[Excerpts from a pointing dataset]
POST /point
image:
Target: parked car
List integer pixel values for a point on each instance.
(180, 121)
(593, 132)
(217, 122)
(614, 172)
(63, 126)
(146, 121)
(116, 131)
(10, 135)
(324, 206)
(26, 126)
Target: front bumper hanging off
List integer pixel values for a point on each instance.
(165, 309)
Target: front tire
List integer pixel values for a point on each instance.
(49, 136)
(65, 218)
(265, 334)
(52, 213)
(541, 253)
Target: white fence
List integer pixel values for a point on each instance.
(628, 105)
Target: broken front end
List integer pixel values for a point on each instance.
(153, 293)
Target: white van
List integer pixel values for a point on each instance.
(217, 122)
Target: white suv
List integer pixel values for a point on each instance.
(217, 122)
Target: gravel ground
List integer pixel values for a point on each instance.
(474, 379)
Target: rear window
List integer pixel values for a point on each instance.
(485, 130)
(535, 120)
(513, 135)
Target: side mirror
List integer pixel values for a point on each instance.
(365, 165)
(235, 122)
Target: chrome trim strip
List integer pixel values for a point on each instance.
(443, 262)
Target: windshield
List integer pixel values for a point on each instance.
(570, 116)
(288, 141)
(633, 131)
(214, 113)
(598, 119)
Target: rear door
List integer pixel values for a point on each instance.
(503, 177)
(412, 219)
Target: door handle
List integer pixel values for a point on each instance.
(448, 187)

DIRECTION. Reproduce the material above, swapping every occurrence of "Target" for "Object" and leaving everything else unchanged.

ANSWER FOR THIS EXERCISE.
POST /point
image:
Object: parked car
List integer pixel values for a point on each instance.
(180, 121)
(593, 132)
(217, 122)
(614, 172)
(63, 126)
(146, 121)
(116, 131)
(10, 135)
(324, 206)
(26, 126)
Object: front bumper hanging off
List integer pixel values for a point on each instance.
(165, 309)
Object: front tire
List integer pixel values for a point on each instance.
(49, 136)
(65, 218)
(265, 334)
(52, 213)
(541, 253)
Object: white fence
List integer pixel values for a point on each instance.
(628, 105)
Object: broken front end
List integer pixel values for a point on each instance.
(153, 293)
Object: white van
List integer pixel values for a point on each instance.
(217, 122)
Object: white suv
List integer pixel values for a point on each instance.
(217, 122)
Object: gravel ground
List integer pixel values for a point on each instance.
(474, 379)
Object: rear window
List integer pixel values for a point on each instance.
(485, 130)
(535, 120)
(513, 135)
Object: side mirror
List integer pixel values for a point on each instance.
(365, 165)
(235, 122)
Object: chrome trim strip
List integer pixel values for a point on each instance.
(443, 262)
Object: windshield
List integer pixel values for a point on each instance.
(570, 116)
(288, 141)
(633, 131)
(214, 113)
(598, 119)
Object: rear door
List integer pixel values for a point on each instance.
(503, 177)
(412, 219)
Object: door handle
List integer pixel values for a point on each instance.
(448, 187)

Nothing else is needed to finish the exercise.